Exercise instructions =>
According to the Province leaders' message below, how many Provinces will the national reconfiguration leave the Society of Jesus with in the United States?

Text under study =>

For the first time, we present to you a common message from the leaders of the two Provinces in the upper Midwest that will eventually come together into a single 12-state region of the Society of Jesus. This is part of a national reconfiguration that will move the Society from nine Provinces to four in the United States. While the formal merger is a few years away, our respective staffs and programs—with resulting outreach to the general community—are working closer and closer together to better serve our Jesuit Partners. Among the good reasons for this change is that it enhances our ability to respond more effectively to the needs of the Church and make better use of our resources.
As an example, our mutual renewal of cooperation with the Jesuits of the Eastern Africa Province allows us to share resources, ideas, and evangelization efforts. Recently, both of us traveled to Eastern Africa on different occasions to renew our shared support agreement with our East African brothers to encourage grassroots initiatives, cooperation with local leaders, and educational and self-help opportunities. In comparing notes, we reflected on the gracious hospitality we received and the profound impact the Jesuits and our companions are making in Eastern Africa. Two examples are worth highlighting:
Loyola Jesuit High School in Dar es Salaam, Tanzania, was built through the generosity of benefactors and Jesuits of the former Detroit Province. As Mr. Michael Rossmann, SJ, a young Midwest Jesuit who is teaching at the school as part of his formation, can attest, today Loyola is a flourishing example of success and hope. On one visit, the school year was ending and student groups were proudly displaying projects and giving demonstrations in a packed auditorium when a lively student dance performance caught everyone’s attention. Laughter, smiles, and joy filled the room; it was like watching a rehearsal for American Idol! Teenagers are the same wherever you go.

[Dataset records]
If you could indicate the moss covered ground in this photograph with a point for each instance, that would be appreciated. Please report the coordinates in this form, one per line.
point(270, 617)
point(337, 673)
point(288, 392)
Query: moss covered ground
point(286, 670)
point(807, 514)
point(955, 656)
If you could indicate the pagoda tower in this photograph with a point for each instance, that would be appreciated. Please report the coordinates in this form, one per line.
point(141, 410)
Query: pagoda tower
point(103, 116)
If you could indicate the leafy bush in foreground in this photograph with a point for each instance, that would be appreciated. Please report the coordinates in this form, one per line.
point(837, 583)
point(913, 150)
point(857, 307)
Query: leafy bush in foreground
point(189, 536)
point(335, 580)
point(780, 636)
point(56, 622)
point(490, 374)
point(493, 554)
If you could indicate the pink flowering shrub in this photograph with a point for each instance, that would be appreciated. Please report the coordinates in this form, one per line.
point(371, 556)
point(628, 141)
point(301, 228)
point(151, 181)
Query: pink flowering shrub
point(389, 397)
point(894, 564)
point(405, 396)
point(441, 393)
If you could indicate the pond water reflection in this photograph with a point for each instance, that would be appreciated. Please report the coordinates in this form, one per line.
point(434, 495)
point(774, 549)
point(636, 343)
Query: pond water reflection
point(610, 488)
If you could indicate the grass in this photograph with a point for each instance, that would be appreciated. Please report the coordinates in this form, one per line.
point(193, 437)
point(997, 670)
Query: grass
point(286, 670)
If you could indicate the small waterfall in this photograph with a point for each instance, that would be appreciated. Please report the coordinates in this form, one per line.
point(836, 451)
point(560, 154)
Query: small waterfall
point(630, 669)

Answer for this exercise =>
Four Provinces, down from nine.